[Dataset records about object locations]
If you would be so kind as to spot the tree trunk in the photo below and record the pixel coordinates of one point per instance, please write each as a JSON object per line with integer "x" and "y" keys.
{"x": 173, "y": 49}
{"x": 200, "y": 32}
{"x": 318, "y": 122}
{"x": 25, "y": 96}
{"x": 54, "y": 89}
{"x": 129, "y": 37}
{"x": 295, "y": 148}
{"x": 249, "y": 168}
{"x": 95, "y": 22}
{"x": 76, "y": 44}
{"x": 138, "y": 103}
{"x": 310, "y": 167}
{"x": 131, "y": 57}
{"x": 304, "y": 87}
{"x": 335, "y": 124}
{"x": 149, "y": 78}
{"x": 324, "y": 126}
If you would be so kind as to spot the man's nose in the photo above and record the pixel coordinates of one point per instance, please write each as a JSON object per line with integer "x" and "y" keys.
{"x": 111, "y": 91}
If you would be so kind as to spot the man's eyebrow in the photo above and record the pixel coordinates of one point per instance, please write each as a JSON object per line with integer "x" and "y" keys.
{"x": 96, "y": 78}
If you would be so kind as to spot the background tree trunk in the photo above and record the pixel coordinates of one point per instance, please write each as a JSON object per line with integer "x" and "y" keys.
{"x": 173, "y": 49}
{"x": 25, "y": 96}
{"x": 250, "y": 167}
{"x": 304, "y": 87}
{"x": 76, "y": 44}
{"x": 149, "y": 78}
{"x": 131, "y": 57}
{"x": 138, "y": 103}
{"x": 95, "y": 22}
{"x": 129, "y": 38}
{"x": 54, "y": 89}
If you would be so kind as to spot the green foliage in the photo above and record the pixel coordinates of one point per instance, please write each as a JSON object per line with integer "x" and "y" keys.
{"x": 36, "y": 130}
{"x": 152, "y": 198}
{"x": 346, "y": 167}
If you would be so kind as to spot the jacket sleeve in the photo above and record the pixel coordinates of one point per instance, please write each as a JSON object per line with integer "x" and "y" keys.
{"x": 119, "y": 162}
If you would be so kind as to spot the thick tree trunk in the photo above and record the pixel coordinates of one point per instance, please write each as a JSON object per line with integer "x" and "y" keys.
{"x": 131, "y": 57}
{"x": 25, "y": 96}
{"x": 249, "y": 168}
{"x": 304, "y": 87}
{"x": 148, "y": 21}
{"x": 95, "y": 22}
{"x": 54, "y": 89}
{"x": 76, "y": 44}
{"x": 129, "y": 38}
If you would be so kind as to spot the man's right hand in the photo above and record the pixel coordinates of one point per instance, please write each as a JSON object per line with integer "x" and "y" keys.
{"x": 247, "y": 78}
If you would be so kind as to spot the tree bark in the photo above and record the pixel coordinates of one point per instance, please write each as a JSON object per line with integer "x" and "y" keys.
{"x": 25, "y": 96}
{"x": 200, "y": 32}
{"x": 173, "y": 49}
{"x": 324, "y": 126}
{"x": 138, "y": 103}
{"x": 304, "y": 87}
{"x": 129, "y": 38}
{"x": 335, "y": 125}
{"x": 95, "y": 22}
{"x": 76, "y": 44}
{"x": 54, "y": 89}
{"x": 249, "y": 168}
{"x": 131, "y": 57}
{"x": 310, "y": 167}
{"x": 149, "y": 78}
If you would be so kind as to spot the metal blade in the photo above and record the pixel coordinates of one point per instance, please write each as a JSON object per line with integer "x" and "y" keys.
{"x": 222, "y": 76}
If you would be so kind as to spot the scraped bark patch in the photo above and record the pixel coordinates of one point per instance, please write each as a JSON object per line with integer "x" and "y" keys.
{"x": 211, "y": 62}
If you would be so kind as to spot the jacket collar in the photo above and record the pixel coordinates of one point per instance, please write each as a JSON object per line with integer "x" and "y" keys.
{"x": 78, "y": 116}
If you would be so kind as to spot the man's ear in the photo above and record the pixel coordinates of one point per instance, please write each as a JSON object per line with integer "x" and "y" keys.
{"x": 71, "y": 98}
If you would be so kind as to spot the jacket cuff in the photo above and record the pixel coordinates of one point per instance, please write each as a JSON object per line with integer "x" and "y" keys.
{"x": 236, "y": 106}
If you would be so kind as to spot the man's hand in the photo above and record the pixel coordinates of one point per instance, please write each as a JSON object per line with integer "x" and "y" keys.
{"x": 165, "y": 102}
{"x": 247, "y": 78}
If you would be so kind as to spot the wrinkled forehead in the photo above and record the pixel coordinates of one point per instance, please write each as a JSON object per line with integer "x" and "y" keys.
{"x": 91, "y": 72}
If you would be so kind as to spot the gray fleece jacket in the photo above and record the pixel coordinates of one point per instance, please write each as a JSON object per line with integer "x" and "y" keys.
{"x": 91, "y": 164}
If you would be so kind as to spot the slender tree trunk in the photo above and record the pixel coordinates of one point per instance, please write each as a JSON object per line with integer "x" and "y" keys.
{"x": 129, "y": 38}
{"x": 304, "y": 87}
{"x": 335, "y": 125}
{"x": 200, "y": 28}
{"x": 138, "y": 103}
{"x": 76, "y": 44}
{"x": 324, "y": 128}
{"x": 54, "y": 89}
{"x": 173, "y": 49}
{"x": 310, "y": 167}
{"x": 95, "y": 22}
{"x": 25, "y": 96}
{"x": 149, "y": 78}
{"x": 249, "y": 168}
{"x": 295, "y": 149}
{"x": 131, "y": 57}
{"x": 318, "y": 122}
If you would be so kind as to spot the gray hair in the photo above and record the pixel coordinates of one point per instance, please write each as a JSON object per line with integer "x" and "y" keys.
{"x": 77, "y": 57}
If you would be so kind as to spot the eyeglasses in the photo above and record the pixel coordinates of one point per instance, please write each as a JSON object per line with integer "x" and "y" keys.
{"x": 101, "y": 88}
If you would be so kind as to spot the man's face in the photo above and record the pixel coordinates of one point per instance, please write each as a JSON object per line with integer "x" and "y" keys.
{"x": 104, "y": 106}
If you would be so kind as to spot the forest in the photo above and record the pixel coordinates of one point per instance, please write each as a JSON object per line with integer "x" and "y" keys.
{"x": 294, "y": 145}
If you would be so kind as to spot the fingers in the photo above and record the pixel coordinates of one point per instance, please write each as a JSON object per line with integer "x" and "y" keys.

▸ **What this task involves**
With the line containing "the gray hair" as the first and the last line of the records as the final one, print exactly the lines in that span.

▸ **Complete output**
If you would be so kind as to spot the gray hair in the photo above and record the pixel coordinates of one point per instance, please write each as a JSON object per line with integer "x" and "y" keys.
{"x": 77, "y": 57}
If you would be so kind as to spot the eyeglasses in the photo above and record the pixel coordinates of one point per instance, please write each as a JSON object per line with integer "x" and "y" keys.
{"x": 101, "y": 88}
If you would be so kind as to spot the man's face in the photo above and record the pixel coordinates of one point per instance, please write each as a JSON object per line with integer "x" and "y" keys.
{"x": 104, "y": 106}
If you would be so kind as to spot the forest in the photo above and record the pixel coordinates of one point per instance, please write each as a JSON object per line with integer "x" and "y" keys.
{"x": 294, "y": 145}
If you would be so kind as to spot the fingers in the photo above and record the pixel coordinates of one point per instance, please write each as a JSON object per line with integer "x" and "y" keys.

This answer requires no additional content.